→ Trecho fornecido
Quando duas animações com temáticas bem parecidas chegam no mesmo ano, a comparação é inevitável, né? Em 2024, tivemos Robô Selvagem e Flow, duas obras que falam sobre o impacto do coletivo e do individual. Mas hoje, eu quero focar no meu favorito: Flow. E, mais do que isso, quero mergulhar com vocês no que faz esse filme tão especial.

Flow é uma animação que começa com um cenário apocalíptico. O mundo está devastado, tomado por enchentes, vestígios da presença humana por todos os lados, e, no meio disso tudo, temos o protagonista: um gato. 

Solitário por natureza, ele se vê obrigado a buscar refúgio em um barco onde várias espécies de animais, tão diferentes quanto improváveis, estão tentando sobreviver. E o grande dilema é: como conviver com o outro, mesmo quando ele não é nada parecido com você?

Eu gosto de filmes que te deixam pensando, e Flow não só faz isso, como também conversa diretamente com algo que a gente tá vivendo no mundo real: a dificuldade de abrir mão do individual em prol do coletivo.

Eu sei que comparações podem ser injustas, mas, nesse caso, elas ajudam a entender o que faz Flow se destacar. Tanto Flow quanto Robô Selvagem abordam a ideia de consciência coletiva, um conceito lá da sociologia que foi definido pelo Durkheim.

Basicamente, é o conjunto de crenças e valores compartilhados por uma sociedade. Em contrapartida, a consciência individual reflete a singularidade de cada pessoa.

Robô Selvagem traz uma robô que precisa aprender a viver em harmonia com outros seres da floresta, enquanto Chico Bento e a Goiabeira Maraviósa mostra como o Chico percebe que só mostrar como afeta ele não tem o mesmo peso de quando falado sobre como afeta toda a Vila Abobrinha.

→ Instruções
**1.** No texto sobre a animação Flow, quem é o protagonista do filme?
**2.** Retome o texto sobre a animação Flow a partir do ponto em que ele para.

→ Dados fornecidos
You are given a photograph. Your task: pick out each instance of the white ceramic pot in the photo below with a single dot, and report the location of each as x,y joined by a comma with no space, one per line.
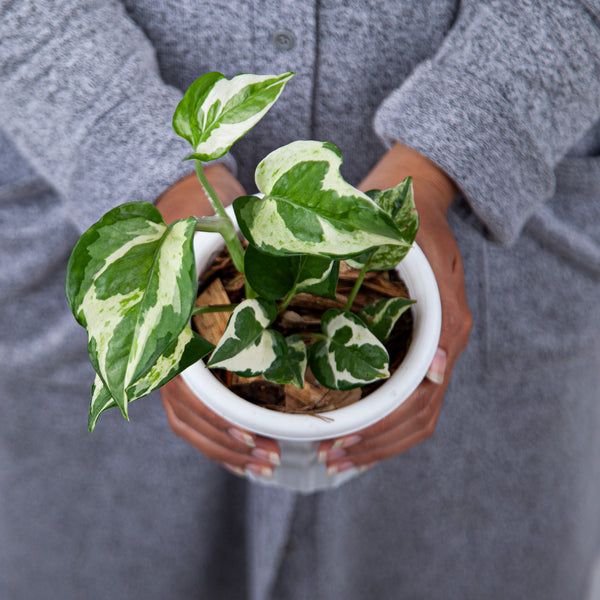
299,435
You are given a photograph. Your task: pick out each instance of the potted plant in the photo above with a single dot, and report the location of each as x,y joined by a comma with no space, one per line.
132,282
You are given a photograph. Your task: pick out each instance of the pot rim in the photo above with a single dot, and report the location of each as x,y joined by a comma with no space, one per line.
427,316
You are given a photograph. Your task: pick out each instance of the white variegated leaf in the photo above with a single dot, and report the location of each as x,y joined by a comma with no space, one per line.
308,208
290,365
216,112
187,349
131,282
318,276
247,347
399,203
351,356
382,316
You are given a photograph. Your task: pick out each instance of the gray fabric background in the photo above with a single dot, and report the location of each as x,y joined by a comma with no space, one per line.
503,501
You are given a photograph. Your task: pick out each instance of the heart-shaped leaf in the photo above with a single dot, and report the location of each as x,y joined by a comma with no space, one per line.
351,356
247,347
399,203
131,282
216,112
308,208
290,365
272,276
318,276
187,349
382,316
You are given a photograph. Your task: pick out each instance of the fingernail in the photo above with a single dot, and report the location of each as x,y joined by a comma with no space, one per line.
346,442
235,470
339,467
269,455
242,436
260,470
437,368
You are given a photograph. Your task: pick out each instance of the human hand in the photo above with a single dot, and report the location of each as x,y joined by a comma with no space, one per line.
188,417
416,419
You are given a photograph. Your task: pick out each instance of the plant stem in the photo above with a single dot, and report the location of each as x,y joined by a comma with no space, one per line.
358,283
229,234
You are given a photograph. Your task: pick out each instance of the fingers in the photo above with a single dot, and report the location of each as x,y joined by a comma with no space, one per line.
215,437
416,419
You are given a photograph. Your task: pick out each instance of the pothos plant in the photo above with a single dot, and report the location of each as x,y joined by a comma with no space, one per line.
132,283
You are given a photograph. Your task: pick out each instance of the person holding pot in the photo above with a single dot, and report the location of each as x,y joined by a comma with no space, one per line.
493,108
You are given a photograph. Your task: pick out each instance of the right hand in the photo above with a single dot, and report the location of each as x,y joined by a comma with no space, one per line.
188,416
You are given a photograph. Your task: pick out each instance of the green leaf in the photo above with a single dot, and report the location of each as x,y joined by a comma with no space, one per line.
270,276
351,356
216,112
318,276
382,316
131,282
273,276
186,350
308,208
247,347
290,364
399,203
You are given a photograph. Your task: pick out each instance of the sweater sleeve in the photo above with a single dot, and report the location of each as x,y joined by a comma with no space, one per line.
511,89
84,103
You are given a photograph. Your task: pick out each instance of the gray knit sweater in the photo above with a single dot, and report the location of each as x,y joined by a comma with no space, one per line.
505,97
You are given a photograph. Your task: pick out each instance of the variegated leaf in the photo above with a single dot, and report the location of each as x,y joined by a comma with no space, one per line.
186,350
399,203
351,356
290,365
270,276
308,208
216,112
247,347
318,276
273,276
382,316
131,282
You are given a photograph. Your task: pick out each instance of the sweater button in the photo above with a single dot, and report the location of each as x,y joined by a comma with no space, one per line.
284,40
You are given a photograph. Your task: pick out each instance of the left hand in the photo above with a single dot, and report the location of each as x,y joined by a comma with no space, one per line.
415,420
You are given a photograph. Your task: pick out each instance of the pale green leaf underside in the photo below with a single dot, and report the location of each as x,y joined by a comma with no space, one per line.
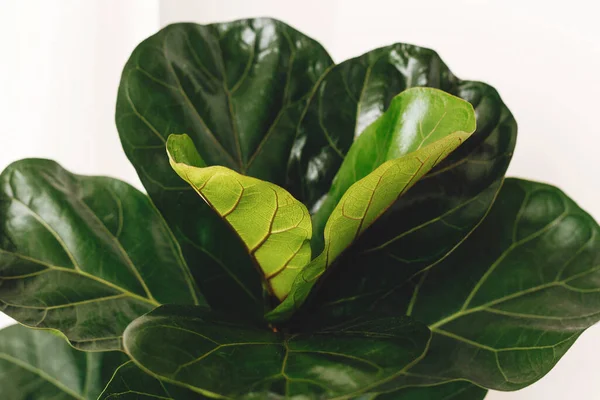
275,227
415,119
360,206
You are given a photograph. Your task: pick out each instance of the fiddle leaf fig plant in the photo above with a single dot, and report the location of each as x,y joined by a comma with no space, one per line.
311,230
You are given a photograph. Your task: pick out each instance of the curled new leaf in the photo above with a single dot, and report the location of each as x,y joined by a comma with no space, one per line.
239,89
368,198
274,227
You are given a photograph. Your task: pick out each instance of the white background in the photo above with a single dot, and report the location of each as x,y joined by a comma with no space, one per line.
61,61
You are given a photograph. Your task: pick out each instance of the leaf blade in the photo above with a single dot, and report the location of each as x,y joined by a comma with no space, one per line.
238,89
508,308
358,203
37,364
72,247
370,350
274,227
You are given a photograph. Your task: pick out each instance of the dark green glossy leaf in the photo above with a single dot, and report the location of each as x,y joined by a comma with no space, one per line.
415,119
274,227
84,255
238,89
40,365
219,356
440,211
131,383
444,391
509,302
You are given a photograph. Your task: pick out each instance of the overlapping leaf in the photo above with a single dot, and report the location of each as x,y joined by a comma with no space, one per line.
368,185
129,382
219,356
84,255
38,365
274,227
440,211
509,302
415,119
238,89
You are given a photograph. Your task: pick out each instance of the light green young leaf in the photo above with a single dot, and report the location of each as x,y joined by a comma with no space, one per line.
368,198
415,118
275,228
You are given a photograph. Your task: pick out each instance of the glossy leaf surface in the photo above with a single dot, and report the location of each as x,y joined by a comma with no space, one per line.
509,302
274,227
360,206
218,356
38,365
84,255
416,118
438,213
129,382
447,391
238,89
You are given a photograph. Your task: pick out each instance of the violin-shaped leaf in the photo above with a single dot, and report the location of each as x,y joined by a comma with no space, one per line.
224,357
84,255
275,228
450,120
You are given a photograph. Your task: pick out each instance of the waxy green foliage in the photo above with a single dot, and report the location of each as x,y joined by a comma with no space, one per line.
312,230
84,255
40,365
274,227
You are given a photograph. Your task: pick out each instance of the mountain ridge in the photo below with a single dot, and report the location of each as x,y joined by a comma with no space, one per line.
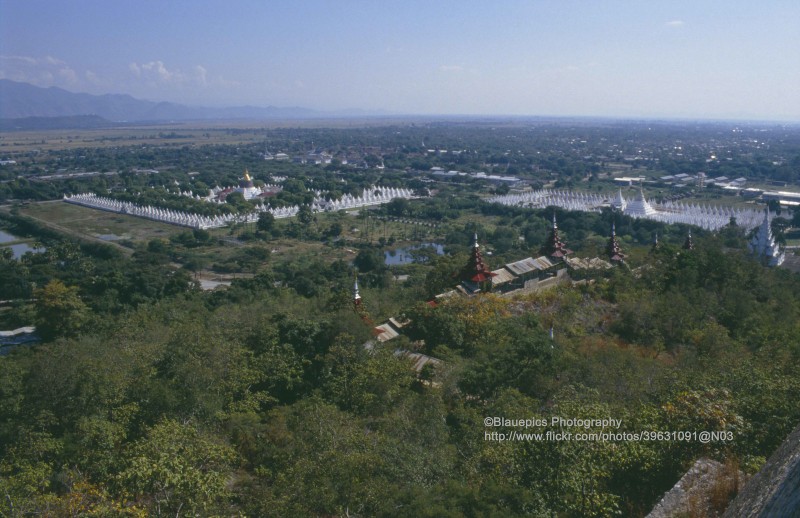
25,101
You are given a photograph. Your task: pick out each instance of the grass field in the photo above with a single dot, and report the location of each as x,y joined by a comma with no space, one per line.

→ Resultados por tarefa
**1.** Um gato.

**2.**
Esses filmes abordam o tema de maneiras diferentes, mas a essência é a mesma: até onde vai o indivíduo, e onde começa o coletivo? Flow pega a ideia de consciência coletiva e eleva a um nível quase poético.

A narrativa não é sobre ‘falar’ da coletividade, mas sobre mostrá-la em ação. Cada cena, cada interação entre as espécies no barco, é um lembrete visual e emocional de como o coletivo nos transforma.

Os animais do barco

Algumas das cenas mais marcantes de 2024, em meio às enchentes do Rio Grande do Sul, pra mim, foi ver tantos animais dando um jeito de sobreviver àquilo. Muitos eram da mesma espécie, mas a consciência coletiva dessas espécies é o que ajudou muitos a escaparem.

A causa da destruição em Flow pode parecer natural, mas a gente sabe que o verdadeiro problema é como a humanidade tratou o planeta. Assim como as enchentes que vimos na vida real, o que levou a natureza a reagir dessa forma foi o desgaste causado pelo ser humano. E é aí que Flow brilha: ele não acusa diretamente, mas faz você refletir sobre as consequências das suas escolhas.

No mundo cada vez mais individualista que vivemos, onde o lema parece ser ‘você tem que pensar mais em você’, Flow mostra que abrir mão de algo, não de tudo, pelo coletivo não é fraqueza, mas sim força.

No caso de Flow, não é necessário palavras para falar sobre coletividade ou o quão importante é isso para um indivíduo. Uma cena. Uma cena basta.

É só você mostrar um gatinho olhando seu reflexo numa poça d’água no começo e retornar para essa ideia no final do filme.

A ausência de diálogos em Flow não é uma limitação, mas uma escolha narrativa poderosa. Essa é a força de um bom filme: ela te tira da zona de conforto, te faz sentir e refletir sem precisar explicar tudo.

No fim das contas, o que torna Flow tão especial pra mim é como ele consegue transmitir uma mensagem tão poderosa de maneira tão simples. Ele não só levanta o debate sobre a coletividade, como nos lembra da importância de olhar para o outro, mesmo em momentos de crise. E é isso que faz de Flow um dos melhores filmes do ano.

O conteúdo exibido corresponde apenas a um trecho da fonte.